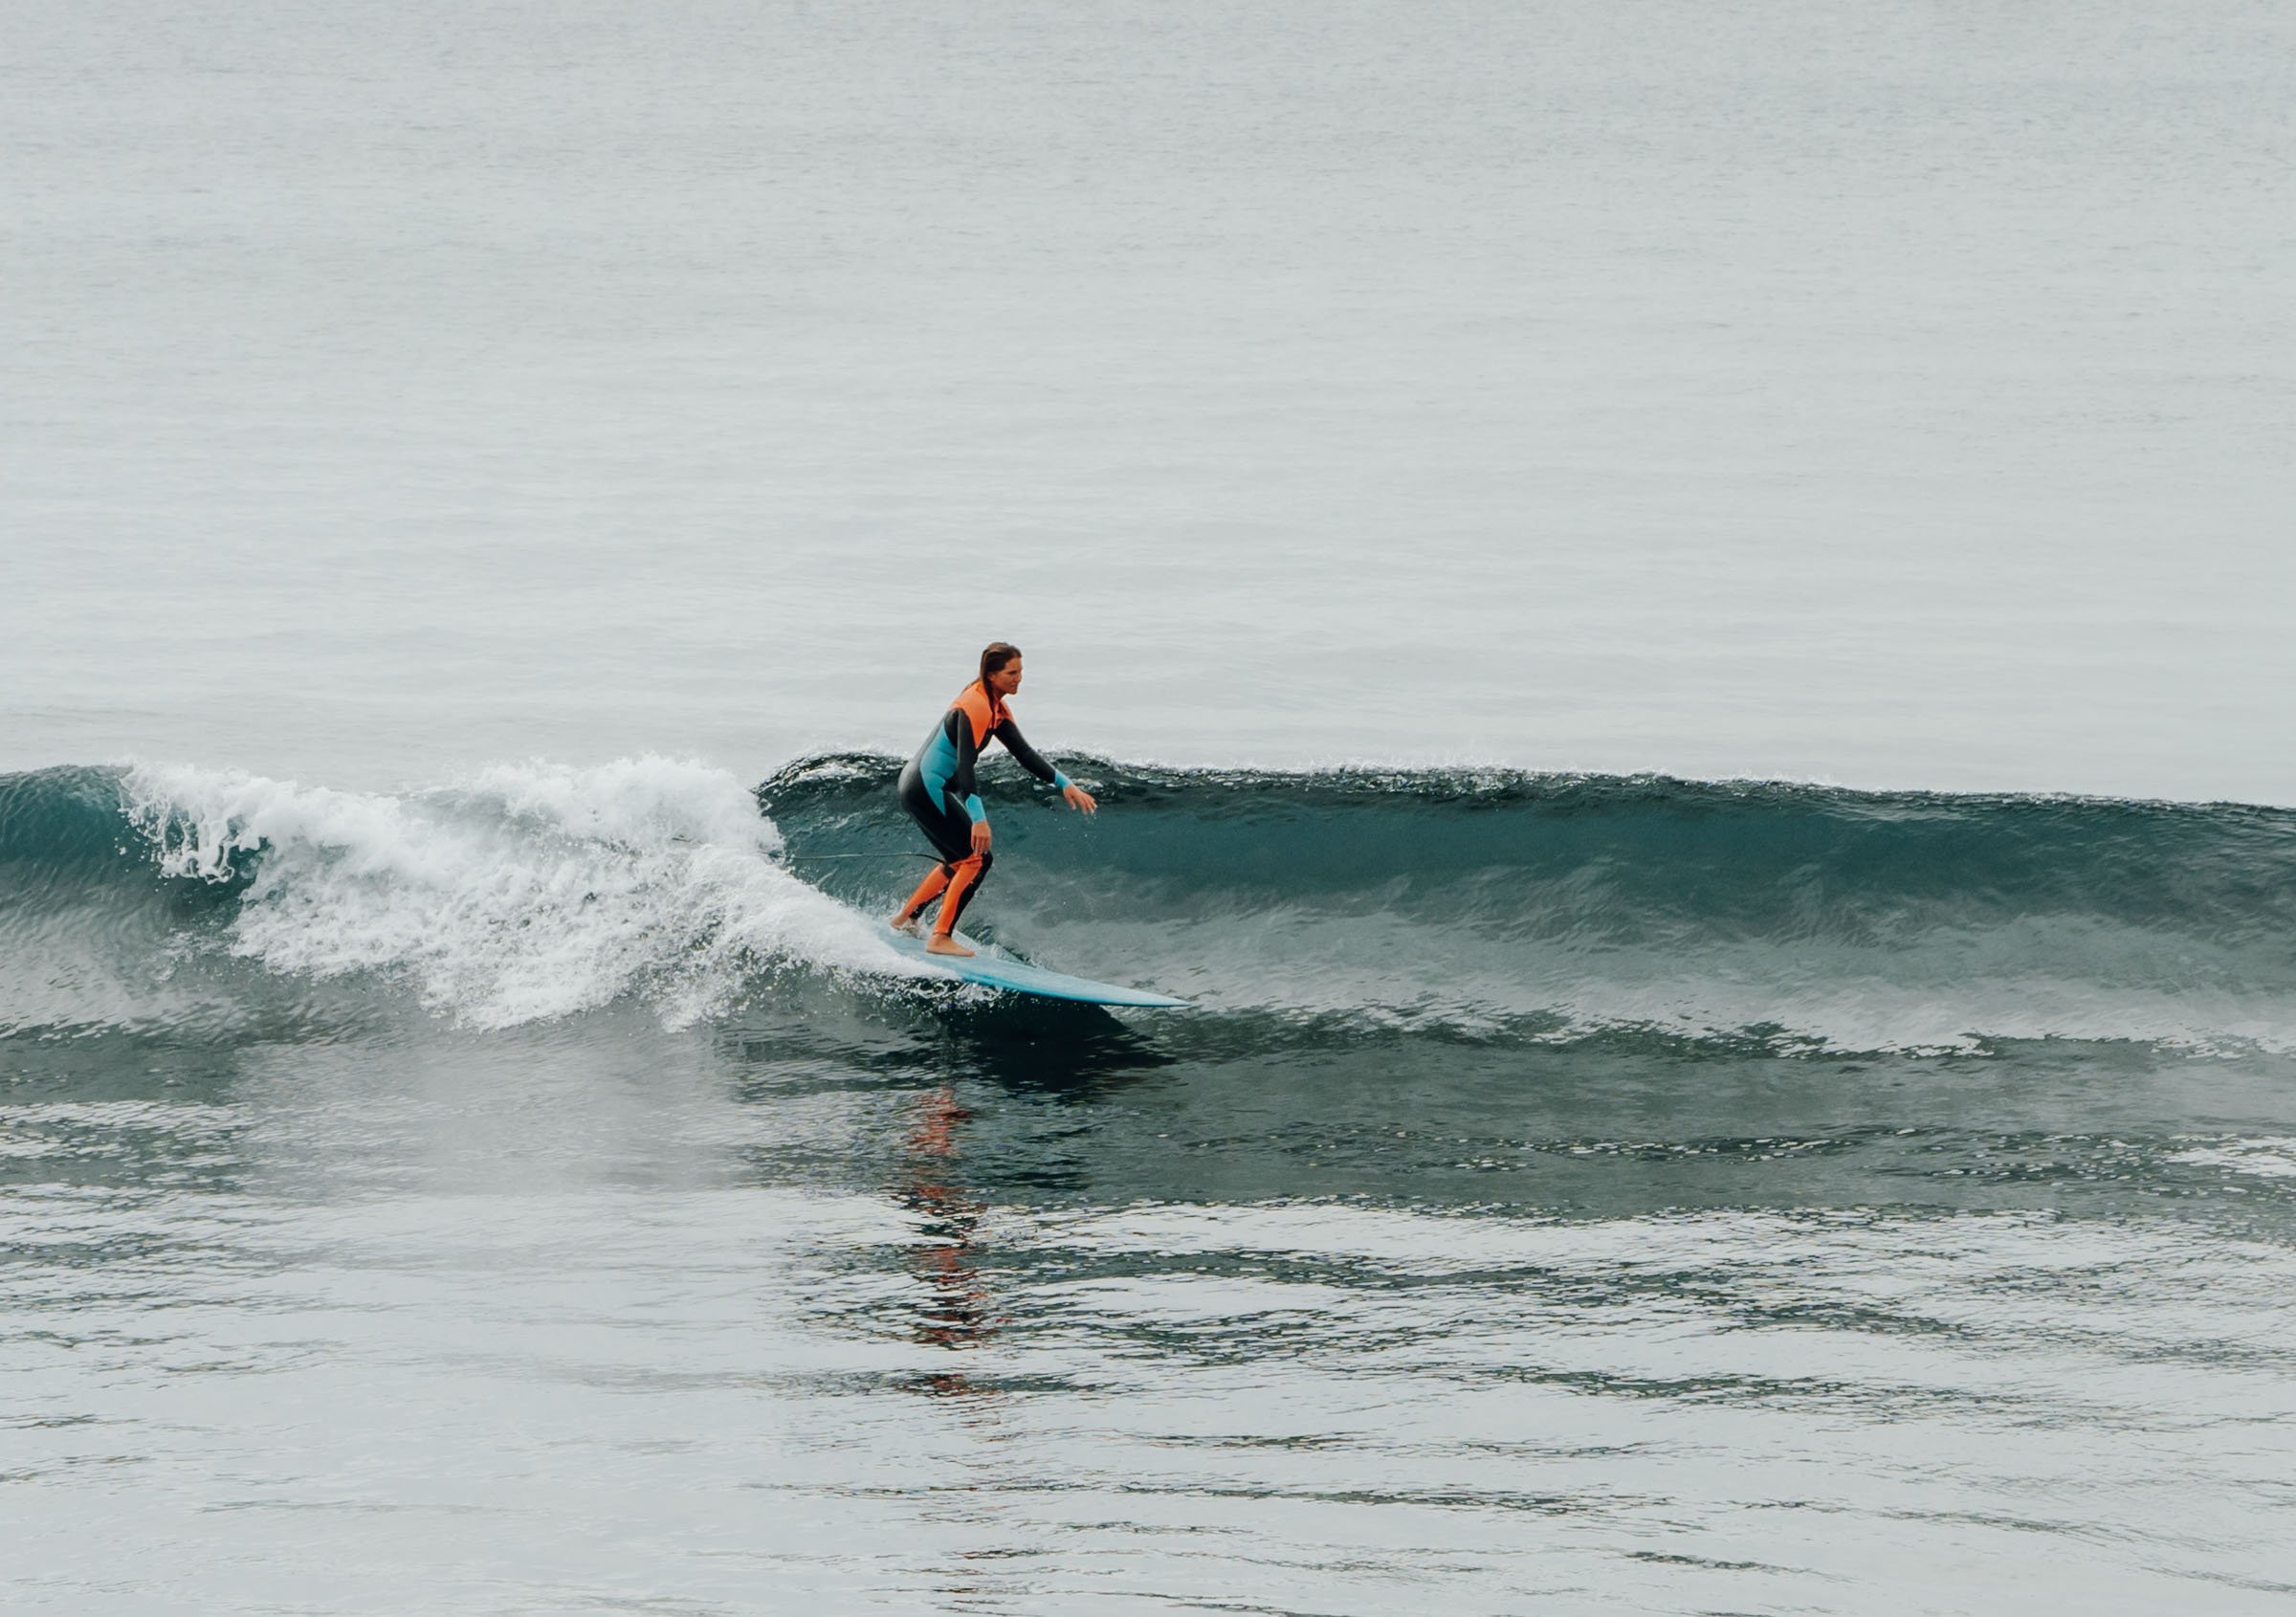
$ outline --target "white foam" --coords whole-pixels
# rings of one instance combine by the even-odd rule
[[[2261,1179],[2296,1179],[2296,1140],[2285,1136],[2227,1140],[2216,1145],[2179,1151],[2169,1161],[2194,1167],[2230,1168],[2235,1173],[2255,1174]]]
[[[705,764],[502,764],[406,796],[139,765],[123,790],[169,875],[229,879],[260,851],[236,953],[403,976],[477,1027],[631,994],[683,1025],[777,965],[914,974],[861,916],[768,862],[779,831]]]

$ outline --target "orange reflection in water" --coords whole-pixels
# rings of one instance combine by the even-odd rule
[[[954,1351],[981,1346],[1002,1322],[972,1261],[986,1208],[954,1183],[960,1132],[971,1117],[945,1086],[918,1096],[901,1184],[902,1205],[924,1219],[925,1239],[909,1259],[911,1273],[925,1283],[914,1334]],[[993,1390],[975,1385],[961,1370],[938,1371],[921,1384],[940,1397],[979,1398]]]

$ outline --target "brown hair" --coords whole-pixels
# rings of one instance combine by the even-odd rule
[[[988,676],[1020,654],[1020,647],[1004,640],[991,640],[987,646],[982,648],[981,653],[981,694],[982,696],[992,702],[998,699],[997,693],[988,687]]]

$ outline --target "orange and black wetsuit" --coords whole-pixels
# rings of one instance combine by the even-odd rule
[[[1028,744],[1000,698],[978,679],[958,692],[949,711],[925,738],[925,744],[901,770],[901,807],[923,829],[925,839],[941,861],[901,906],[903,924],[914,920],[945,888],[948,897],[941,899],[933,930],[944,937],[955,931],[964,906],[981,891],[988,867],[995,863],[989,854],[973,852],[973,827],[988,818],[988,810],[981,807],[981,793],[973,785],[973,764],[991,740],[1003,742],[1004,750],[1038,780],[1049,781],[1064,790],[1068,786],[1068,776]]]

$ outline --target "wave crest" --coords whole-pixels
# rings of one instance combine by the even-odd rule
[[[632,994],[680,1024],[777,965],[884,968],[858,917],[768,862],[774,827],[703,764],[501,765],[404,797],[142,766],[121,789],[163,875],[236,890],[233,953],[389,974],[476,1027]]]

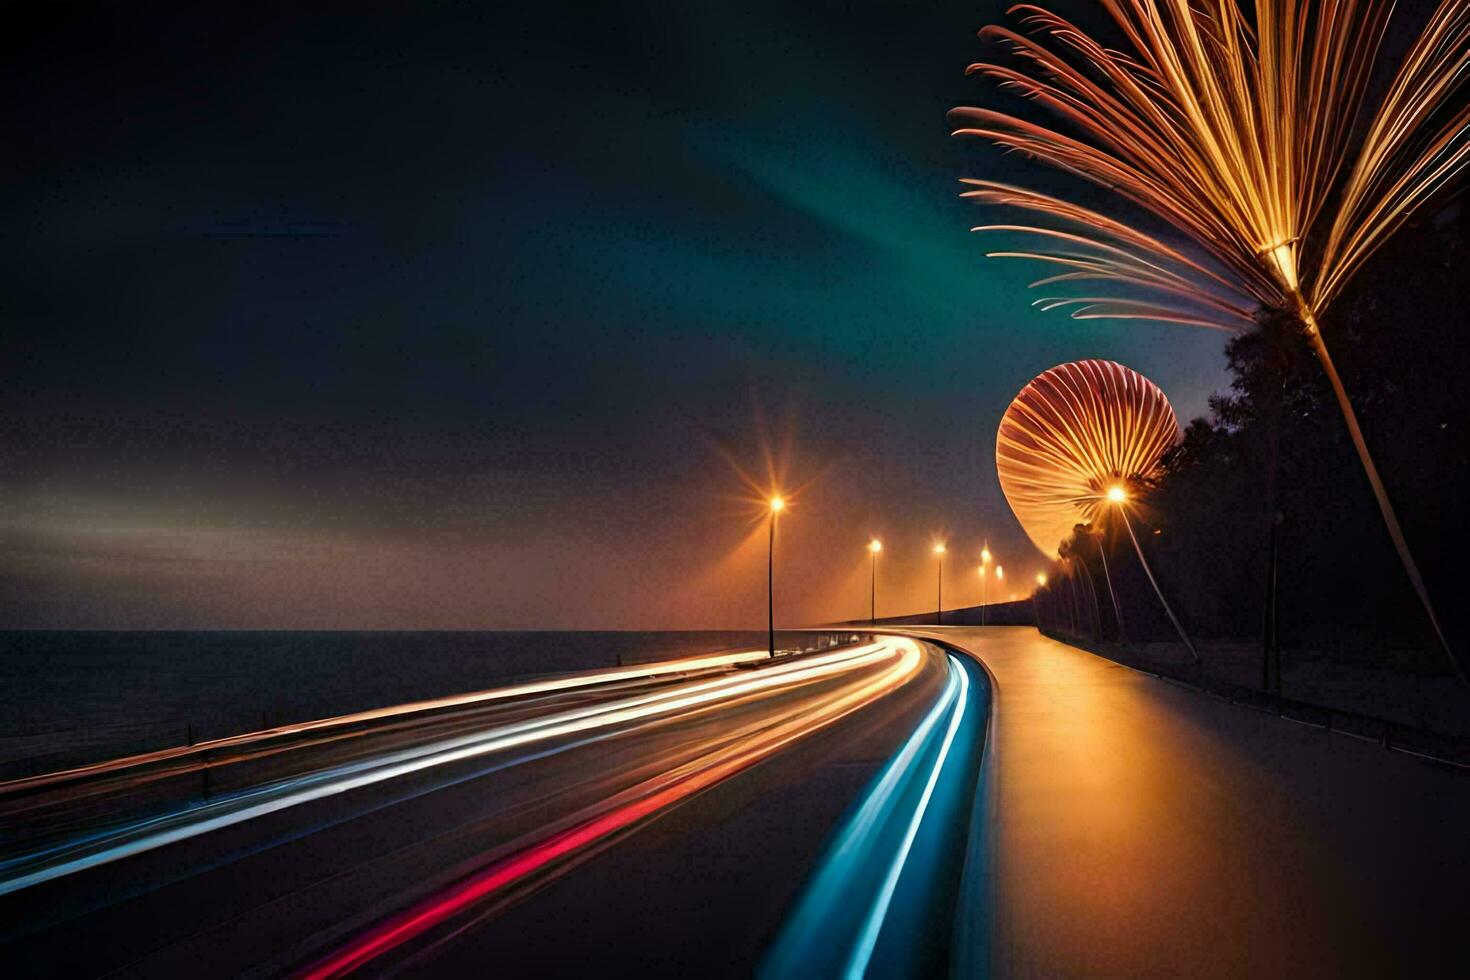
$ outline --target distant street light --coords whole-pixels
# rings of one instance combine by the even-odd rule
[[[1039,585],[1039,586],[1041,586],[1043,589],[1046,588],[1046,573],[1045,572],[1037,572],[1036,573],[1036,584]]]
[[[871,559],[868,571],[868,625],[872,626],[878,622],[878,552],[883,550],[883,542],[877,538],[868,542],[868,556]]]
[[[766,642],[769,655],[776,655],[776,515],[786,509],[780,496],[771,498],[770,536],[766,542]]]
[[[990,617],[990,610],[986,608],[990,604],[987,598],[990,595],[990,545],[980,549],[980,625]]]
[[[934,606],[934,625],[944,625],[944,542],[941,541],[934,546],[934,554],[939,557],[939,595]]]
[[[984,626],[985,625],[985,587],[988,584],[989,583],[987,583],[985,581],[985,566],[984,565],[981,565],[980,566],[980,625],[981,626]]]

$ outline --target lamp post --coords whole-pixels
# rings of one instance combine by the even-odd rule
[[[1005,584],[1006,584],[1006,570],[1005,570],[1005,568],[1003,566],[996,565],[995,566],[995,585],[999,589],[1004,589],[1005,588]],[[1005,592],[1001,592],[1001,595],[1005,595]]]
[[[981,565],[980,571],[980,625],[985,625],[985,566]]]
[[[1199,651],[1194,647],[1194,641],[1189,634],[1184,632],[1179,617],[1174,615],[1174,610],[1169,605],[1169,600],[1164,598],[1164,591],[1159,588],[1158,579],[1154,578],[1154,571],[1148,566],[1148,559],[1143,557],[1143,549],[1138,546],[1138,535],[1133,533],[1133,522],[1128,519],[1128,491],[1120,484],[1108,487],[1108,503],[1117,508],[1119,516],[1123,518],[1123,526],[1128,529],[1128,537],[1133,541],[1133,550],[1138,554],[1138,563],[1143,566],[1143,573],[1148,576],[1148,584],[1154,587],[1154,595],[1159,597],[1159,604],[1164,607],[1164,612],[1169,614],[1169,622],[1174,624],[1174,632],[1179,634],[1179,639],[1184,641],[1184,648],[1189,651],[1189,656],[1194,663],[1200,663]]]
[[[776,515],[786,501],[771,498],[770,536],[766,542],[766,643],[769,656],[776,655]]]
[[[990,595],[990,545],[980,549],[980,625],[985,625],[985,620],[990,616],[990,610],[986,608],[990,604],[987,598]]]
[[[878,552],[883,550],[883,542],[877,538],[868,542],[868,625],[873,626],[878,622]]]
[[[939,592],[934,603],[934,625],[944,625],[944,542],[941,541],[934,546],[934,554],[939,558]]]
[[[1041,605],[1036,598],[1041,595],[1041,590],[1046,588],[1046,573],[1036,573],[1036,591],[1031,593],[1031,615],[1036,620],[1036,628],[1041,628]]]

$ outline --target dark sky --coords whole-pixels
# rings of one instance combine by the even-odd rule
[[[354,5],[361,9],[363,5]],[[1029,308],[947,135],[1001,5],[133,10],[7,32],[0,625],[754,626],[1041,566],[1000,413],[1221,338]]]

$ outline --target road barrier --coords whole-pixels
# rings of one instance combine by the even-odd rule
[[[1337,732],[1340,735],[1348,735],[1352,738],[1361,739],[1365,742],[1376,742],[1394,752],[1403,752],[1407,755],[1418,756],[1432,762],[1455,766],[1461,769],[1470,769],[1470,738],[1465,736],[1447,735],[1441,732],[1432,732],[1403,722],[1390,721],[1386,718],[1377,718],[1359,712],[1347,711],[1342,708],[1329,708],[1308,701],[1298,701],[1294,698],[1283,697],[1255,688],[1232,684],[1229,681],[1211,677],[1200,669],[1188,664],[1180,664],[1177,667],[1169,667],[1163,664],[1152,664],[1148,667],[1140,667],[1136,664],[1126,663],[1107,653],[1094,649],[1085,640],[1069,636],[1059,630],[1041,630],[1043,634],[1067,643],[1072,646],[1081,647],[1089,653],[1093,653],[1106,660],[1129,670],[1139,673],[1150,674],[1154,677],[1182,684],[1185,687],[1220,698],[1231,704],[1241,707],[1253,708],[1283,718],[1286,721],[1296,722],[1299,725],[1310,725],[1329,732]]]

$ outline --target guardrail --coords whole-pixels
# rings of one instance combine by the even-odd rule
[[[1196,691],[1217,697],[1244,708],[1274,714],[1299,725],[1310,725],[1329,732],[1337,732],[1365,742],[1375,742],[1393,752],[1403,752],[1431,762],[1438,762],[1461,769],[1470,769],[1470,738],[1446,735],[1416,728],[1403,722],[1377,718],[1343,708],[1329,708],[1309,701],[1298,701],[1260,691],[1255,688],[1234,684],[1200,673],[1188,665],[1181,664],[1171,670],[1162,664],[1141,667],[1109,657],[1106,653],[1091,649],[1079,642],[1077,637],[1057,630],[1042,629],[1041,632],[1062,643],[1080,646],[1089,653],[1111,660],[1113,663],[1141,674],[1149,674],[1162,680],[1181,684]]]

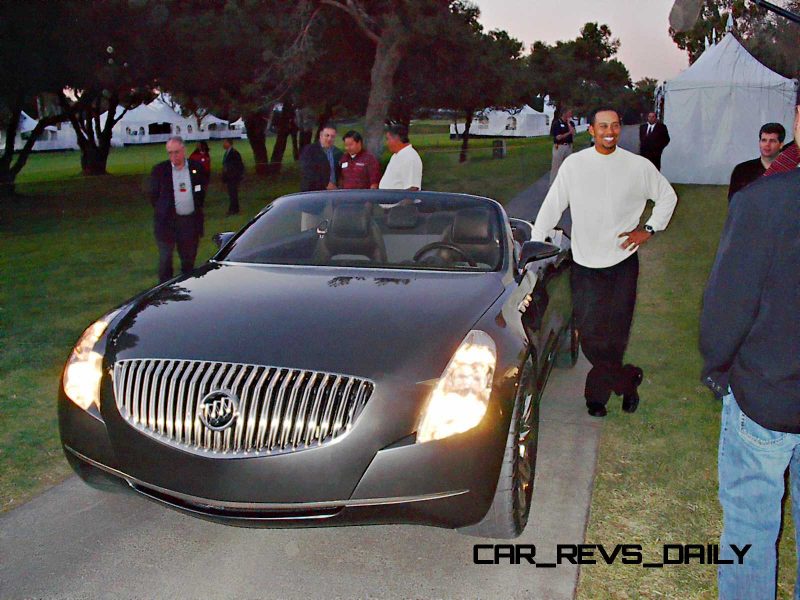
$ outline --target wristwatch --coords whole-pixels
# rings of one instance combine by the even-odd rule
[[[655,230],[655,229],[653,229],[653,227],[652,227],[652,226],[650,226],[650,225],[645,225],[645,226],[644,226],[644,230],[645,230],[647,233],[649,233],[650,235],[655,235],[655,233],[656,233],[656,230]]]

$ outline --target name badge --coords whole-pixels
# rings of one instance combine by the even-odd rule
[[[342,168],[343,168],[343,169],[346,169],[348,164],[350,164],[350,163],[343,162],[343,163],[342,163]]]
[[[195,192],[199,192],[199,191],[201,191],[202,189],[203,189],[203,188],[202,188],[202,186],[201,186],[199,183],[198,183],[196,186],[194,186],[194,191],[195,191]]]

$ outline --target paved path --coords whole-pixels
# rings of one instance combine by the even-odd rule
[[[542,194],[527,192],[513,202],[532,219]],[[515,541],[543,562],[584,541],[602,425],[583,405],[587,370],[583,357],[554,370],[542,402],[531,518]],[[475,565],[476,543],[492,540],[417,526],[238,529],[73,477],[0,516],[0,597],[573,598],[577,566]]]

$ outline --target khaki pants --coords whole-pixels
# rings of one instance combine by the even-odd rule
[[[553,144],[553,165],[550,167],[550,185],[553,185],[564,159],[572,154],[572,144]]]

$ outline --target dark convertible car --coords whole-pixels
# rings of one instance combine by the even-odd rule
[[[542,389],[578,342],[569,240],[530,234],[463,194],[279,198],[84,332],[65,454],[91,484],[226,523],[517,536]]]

YOUR ASSIGNMENT — Scan the listing for the string "orange" and copy every line that carries it.

EXPECTED OUTPUT —
$ outline --target "orange reflection in water" --coords whole-pixels
$ outline --target "orange and black wetsuit" --coords whole-pixels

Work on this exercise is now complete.